Action item =
The expected response is a copy of every line in the entries below that includes the word "above".

--- Records for the exercise Enclosed Below ---

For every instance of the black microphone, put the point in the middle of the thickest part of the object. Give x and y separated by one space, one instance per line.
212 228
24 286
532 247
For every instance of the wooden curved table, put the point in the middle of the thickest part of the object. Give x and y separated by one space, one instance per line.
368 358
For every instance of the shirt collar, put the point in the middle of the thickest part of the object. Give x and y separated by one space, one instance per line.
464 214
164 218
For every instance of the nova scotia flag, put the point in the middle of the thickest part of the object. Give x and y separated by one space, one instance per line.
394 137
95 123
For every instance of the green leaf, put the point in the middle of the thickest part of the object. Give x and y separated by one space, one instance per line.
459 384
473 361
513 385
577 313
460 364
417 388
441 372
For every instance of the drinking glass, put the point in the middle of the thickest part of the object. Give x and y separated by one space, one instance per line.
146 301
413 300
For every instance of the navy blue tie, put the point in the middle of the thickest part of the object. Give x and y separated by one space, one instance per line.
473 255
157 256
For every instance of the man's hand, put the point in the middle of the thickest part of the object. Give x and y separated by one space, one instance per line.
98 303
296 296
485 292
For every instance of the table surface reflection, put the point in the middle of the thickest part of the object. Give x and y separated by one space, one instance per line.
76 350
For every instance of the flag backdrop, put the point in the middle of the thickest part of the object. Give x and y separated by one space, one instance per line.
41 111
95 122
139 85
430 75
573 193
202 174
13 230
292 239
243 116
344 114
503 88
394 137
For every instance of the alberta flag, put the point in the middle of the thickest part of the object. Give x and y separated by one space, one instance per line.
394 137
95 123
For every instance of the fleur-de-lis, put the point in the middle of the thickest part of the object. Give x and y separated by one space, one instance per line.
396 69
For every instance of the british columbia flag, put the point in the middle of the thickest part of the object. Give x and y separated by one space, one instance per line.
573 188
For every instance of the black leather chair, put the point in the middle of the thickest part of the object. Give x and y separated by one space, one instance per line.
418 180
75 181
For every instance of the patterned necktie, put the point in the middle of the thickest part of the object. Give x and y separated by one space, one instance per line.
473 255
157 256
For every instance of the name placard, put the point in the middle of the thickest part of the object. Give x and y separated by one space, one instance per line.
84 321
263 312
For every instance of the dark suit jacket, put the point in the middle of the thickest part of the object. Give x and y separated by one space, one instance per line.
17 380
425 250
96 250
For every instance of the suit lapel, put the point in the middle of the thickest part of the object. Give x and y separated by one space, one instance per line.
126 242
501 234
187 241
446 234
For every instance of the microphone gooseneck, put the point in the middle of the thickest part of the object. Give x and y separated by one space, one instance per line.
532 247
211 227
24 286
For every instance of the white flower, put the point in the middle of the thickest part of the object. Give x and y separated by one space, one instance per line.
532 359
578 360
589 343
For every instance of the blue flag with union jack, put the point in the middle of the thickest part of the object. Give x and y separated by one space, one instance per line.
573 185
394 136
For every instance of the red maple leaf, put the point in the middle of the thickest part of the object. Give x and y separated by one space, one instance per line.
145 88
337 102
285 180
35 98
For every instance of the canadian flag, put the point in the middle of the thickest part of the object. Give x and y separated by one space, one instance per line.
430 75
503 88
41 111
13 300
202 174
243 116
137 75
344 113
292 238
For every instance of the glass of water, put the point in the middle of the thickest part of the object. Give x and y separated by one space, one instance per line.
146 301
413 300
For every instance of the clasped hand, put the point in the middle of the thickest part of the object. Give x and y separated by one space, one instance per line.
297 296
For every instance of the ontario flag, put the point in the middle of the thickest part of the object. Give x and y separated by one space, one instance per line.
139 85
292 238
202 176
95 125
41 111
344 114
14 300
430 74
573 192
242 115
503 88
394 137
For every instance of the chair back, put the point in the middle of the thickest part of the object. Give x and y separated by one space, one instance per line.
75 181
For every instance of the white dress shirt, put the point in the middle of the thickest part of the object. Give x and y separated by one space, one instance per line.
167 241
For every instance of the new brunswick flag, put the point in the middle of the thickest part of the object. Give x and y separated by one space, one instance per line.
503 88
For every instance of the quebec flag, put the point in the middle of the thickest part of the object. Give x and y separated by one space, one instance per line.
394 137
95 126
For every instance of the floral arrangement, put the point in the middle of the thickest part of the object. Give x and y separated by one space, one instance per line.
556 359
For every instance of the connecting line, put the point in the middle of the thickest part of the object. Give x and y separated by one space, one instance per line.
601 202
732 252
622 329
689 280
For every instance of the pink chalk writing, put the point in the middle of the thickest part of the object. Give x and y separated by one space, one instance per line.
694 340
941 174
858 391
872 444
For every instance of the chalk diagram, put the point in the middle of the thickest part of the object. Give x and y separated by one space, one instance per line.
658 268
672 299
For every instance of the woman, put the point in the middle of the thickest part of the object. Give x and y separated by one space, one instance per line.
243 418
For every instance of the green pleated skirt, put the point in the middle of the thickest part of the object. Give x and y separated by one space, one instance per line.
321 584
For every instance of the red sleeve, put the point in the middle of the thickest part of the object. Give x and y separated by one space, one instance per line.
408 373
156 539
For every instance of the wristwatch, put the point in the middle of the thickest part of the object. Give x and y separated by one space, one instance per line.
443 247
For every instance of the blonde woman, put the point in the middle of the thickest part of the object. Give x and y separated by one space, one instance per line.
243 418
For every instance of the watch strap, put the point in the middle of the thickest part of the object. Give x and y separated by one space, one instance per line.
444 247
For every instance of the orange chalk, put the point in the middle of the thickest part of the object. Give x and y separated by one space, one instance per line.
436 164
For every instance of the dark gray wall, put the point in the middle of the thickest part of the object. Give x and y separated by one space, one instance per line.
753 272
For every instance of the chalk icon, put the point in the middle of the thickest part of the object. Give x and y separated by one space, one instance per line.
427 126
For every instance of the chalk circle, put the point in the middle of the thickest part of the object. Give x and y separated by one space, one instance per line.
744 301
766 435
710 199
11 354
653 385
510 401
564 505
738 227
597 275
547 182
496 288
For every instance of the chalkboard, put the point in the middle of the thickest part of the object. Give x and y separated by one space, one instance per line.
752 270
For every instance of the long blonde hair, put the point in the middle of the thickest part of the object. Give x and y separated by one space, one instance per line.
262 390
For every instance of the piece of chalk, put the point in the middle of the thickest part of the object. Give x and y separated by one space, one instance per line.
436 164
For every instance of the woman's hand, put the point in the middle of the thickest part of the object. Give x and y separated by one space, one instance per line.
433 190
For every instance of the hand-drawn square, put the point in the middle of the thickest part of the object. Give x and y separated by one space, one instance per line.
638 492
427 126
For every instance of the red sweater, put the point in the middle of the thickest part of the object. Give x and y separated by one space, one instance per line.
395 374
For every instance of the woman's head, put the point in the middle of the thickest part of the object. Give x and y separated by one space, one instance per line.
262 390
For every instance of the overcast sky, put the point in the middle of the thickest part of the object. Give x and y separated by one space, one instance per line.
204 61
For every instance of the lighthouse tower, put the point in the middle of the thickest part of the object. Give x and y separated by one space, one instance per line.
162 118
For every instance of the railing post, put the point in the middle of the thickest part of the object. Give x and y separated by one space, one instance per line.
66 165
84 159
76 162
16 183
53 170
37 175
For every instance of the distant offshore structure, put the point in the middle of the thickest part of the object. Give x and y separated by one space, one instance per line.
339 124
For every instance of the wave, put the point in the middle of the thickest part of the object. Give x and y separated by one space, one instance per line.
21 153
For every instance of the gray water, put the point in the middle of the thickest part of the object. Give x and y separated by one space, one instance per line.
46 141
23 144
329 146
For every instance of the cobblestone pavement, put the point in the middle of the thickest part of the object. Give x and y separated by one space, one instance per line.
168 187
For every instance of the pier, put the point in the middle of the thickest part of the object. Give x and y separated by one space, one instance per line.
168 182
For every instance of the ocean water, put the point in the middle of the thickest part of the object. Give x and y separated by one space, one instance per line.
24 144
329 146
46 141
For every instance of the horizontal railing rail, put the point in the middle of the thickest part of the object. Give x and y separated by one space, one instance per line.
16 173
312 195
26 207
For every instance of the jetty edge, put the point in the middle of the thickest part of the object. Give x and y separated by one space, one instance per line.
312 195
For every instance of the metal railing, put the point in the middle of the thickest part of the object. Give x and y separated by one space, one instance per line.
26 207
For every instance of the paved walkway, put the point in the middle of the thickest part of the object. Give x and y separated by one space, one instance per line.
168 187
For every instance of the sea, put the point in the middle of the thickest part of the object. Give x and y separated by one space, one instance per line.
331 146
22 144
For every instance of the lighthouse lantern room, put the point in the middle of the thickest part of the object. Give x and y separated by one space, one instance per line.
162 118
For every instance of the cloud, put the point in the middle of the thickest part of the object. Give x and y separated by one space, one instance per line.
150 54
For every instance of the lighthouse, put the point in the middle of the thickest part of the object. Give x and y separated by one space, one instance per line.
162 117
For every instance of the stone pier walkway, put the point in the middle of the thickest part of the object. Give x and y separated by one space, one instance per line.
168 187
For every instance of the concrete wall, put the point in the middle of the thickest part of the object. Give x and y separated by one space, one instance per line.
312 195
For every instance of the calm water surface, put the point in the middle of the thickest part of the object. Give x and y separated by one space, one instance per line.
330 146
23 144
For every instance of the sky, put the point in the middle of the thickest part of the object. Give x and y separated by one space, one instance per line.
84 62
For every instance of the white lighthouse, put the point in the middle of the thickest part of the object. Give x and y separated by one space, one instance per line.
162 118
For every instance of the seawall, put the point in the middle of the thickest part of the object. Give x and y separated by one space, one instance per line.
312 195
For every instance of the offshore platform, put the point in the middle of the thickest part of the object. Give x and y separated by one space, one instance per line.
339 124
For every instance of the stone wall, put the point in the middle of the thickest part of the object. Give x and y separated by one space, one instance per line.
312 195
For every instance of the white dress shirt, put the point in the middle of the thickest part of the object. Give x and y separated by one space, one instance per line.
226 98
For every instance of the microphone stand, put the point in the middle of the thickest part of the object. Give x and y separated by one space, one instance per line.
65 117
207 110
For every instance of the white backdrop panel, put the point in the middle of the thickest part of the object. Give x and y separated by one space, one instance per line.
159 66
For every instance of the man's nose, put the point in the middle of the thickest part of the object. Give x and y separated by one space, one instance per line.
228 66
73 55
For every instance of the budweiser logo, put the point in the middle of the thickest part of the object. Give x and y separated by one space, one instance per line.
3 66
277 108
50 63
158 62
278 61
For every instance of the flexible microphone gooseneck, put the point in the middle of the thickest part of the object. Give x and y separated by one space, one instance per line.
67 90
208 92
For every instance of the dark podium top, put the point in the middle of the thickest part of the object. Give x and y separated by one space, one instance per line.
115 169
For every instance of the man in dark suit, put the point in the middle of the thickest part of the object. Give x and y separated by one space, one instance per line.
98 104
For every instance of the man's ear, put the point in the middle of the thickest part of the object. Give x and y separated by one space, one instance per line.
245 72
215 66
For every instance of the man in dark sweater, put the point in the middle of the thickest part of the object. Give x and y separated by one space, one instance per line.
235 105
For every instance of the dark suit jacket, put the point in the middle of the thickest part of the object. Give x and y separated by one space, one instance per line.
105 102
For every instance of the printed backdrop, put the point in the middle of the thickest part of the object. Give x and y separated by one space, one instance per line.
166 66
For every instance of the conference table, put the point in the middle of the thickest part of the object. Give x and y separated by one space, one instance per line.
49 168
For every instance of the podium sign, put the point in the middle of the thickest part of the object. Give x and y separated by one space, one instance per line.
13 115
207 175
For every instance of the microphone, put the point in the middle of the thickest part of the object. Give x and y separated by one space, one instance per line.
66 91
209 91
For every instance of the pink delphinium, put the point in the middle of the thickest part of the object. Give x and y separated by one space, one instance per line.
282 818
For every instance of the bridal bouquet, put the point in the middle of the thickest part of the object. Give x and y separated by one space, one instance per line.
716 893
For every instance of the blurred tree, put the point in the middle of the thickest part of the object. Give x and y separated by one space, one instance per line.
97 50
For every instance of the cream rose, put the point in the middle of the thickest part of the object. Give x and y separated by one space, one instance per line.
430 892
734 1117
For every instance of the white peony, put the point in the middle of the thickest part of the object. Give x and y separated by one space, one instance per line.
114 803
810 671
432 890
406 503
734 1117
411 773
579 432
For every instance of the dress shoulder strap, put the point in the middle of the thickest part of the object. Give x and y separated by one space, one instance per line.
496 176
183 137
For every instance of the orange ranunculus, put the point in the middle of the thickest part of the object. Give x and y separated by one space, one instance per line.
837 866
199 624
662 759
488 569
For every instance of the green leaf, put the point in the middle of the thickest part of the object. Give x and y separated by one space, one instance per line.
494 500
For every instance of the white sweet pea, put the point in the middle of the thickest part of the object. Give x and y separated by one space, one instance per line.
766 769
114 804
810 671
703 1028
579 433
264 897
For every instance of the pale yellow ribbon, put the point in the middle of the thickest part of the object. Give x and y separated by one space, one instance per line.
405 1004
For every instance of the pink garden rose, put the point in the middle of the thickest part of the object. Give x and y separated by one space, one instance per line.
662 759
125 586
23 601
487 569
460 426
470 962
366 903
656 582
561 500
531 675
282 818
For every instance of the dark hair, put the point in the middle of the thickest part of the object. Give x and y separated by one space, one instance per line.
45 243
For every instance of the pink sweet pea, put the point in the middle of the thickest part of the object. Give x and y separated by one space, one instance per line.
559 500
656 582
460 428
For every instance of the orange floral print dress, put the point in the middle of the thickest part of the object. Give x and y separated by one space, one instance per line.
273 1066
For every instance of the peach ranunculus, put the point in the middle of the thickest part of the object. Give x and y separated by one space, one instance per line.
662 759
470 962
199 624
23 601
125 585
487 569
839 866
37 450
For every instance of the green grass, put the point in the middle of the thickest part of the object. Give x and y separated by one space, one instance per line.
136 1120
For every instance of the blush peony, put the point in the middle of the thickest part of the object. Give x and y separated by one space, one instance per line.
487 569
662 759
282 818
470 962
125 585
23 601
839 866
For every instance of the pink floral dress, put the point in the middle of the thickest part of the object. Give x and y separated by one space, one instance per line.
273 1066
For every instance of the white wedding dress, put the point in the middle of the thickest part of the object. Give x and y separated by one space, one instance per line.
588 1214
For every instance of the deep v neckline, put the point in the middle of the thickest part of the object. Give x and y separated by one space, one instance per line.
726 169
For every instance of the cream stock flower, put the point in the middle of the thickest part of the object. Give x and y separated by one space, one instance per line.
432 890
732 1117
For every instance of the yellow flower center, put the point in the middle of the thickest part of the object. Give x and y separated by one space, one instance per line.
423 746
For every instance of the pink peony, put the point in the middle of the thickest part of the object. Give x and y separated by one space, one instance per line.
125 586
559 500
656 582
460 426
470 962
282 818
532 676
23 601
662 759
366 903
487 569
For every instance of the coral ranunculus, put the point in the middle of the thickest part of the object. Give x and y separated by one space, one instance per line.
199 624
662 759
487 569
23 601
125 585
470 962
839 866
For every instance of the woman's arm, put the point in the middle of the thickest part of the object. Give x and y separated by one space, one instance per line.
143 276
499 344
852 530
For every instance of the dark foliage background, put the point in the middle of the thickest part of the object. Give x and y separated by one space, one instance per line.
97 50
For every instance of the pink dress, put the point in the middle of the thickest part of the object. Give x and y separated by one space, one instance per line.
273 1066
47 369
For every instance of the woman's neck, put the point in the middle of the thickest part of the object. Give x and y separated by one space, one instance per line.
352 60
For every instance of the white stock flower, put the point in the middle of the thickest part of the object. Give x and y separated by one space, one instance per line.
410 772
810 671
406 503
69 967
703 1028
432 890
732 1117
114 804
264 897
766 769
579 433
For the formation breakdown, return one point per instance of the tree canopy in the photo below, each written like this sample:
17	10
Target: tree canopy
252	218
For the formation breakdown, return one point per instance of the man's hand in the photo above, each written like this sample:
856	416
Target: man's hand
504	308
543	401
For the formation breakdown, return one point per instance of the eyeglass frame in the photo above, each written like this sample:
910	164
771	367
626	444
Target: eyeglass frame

--- End of Enclosed Records for the exercise ---

Answer section =
For the formation breakdown, return one point per instance of the man's hand in the photo above, each written like this sample:
For the formation breakdown, return one point per instance of the eyeglass frame in the photo above, each written like this sample:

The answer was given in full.